Requirement: Count the lines below that contain the string "metal", treating uppercase and lowercase as different, and reply with the number alone.

===== Task input =====

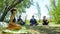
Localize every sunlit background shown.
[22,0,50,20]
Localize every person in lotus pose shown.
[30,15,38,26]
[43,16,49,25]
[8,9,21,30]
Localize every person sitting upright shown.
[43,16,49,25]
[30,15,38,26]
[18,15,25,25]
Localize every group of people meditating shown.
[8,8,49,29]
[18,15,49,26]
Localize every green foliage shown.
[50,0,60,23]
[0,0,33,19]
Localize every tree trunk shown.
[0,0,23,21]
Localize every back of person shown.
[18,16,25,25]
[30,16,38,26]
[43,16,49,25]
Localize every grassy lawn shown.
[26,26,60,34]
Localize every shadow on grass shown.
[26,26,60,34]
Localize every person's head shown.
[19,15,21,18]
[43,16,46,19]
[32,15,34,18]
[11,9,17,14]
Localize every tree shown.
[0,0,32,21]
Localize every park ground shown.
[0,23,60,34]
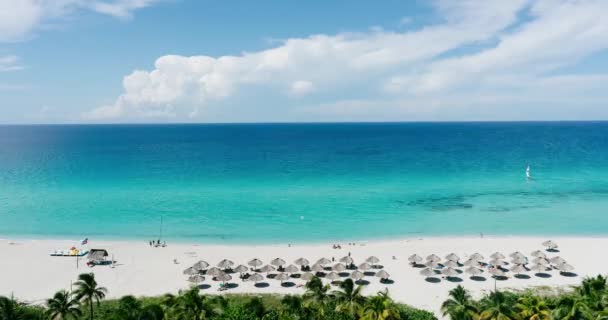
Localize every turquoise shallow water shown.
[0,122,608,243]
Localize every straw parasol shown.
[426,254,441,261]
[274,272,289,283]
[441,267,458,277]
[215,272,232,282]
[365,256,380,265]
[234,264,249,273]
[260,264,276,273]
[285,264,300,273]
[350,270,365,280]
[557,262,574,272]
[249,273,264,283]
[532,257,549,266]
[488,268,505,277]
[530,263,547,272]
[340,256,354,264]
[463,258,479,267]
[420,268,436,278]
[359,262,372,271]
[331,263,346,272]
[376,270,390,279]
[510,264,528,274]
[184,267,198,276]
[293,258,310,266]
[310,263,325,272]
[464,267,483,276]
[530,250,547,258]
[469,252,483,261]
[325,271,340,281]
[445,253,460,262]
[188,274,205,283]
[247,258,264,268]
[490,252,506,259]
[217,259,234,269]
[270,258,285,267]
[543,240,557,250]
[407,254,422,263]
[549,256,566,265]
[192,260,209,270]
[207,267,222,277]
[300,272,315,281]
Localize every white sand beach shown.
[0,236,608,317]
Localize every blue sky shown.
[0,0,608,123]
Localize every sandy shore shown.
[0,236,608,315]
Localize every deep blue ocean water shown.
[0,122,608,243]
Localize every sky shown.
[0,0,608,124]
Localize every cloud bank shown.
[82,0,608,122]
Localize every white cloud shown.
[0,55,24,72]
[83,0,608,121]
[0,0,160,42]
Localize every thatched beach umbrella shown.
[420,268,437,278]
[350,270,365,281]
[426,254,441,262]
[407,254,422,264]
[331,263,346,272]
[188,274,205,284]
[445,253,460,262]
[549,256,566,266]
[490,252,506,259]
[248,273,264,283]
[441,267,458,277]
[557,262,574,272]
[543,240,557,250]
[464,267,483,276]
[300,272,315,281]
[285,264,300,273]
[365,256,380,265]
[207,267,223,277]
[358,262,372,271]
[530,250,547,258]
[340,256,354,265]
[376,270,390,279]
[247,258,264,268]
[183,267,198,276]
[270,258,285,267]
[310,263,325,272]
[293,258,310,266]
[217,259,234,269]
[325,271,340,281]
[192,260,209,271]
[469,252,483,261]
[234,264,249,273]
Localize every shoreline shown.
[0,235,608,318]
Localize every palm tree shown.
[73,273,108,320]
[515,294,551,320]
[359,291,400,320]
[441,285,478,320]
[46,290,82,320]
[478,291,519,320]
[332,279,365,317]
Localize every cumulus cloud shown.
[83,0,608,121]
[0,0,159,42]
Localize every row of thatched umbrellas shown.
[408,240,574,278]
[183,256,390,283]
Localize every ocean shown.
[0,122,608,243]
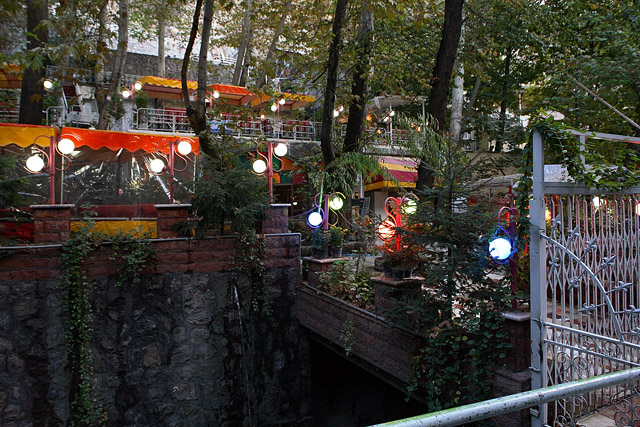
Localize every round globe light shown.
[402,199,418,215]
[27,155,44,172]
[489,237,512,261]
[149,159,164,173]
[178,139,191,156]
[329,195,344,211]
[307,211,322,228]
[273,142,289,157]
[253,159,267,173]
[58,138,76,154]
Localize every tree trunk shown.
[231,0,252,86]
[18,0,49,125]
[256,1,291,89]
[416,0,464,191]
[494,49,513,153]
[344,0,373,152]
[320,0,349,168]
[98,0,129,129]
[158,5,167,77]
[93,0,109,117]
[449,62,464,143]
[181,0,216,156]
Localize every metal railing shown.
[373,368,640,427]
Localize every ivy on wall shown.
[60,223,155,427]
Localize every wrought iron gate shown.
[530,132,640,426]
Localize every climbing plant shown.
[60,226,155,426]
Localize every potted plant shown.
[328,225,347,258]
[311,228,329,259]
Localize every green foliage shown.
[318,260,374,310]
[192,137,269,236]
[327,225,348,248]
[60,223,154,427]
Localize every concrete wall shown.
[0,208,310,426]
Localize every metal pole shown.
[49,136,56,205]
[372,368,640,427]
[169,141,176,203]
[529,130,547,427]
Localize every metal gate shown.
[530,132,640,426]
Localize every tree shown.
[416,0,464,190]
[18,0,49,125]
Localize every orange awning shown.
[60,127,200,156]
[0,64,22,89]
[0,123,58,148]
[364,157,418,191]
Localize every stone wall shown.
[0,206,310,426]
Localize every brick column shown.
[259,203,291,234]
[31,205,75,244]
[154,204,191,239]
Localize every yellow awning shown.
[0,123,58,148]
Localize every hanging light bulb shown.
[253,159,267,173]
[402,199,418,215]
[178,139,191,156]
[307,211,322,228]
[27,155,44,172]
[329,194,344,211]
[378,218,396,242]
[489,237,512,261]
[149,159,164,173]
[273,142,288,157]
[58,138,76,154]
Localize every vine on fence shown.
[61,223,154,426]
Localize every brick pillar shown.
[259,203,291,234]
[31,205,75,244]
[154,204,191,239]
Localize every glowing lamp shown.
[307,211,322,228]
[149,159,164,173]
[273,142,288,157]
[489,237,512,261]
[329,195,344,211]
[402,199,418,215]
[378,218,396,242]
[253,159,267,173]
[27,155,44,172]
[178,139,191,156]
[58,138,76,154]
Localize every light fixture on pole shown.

=====

Exercise result: 3